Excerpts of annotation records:
● ● ● ●

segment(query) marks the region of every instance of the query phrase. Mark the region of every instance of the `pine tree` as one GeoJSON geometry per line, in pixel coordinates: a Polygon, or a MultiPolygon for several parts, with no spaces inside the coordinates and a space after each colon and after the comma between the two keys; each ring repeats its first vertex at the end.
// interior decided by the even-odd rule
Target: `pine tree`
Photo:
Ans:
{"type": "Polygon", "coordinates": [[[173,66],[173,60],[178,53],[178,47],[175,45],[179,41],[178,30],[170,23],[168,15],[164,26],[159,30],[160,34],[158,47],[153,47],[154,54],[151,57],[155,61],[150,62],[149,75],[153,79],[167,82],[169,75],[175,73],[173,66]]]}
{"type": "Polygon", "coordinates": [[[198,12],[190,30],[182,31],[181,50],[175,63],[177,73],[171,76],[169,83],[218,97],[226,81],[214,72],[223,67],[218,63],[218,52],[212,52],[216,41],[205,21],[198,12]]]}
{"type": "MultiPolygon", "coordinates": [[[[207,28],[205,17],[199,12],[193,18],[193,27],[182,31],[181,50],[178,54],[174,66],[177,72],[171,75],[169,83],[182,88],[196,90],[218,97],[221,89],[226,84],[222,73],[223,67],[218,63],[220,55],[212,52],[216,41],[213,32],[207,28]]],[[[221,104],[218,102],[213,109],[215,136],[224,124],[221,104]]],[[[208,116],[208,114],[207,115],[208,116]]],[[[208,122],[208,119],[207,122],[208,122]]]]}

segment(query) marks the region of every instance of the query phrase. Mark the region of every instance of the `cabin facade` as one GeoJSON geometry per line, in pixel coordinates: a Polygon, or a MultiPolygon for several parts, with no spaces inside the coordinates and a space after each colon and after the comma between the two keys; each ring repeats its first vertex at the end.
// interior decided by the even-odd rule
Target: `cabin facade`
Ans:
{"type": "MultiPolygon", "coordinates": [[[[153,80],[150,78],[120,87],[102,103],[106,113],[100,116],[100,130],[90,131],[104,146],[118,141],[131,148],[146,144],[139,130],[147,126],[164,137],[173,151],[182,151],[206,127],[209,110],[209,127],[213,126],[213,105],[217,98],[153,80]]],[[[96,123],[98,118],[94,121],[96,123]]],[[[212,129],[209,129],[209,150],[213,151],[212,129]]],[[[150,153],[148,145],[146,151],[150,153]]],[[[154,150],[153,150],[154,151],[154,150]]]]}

● ● ● ●

Each entry must be reproduced verbatim.

Full answer:
segment(query) marks the region of every instance of the query phrase. Mark the region of every instance of the `pine tree` as one GeoJSON geometry per line, in pixel coordinates: a Polygon, or a MultiPolygon for several parts, with no spaces inside the coordinates and a space after each colon and after the comma between the two keys; each ring repeats its first vertex at the end.
// interior decided by the even-odd rule
Target: `pine tree`
Photo:
Ans:
{"type": "Polygon", "coordinates": [[[173,66],[173,60],[178,53],[178,47],[175,45],[179,41],[178,30],[170,23],[168,15],[164,26],[159,30],[160,34],[158,47],[153,47],[154,54],[151,57],[155,61],[150,62],[149,75],[153,79],[167,82],[169,75],[175,73],[173,66]]]}
{"type": "Polygon", "coordinates": [[[198,12],[190,30],[182,31],[181,50],[175,63],[177,73],[171,76],[169,83],[218,97],[226,81],[214,72],[223,67],[218,63],[218,52],[212,52],[216,41],[205,21],[198,12]]]}
{"type": "MultiPolygon", "coordinates": [[[[207,28],[205,17],[199,12],[193,18],[193,27],[182,31],[181,50],[178,54],[174,66],[177,72],[171,75],[169,83],[182,88],[196,90],[218,97],[221,89],[226,84],[222,73],[223,67],[218,63],[220,55],[212,52],[216,41],[213,32],[207,28]]],[[[221,104],[218,102],[213,109],[215,136],[224,124],[221,104]]],[[[208,116],[208,114],[207,115],[208,116]]],[[[208,122],[208,119],[207,122],[208,122]]]]}

segment(query) marks the region of every instance of the query phrase. Mark the region of every instance of the `cabin facade` as one GeoJSON geometry per line, in pixel coordinates: a Polygon, or a MultiPolygon for several parts, with no spaces inside the coordinates and a space after each colon and after the comma between the two keys; each ring repeats its first vertex at the end.
// interior decided by the even-odd rule
Target: `cabin facade`
Ans:
{"type": "MultiPolygon", "coordinates": [[[[153,80],[150,78],[120,87],[102,103],[106,113],[100,116],[100,130],[90,131],[104,146],[118,141],[131,148],[146,144],[139,130],[147,126],[164,137],[173,151],[182,151],[206,127],[209,110],[209,127],[213,126],[213,105],[217,98],[153,80]]],[[[96,123],[98,118],[94,121],[96,123]]],[[[212,129],[209,129],[209,150],[213,151],[212,129]]],[[[150,153],[148,145],[146,151],[150,153]]],[[[154,150],[153,150],[154,151],[154,150]]]]}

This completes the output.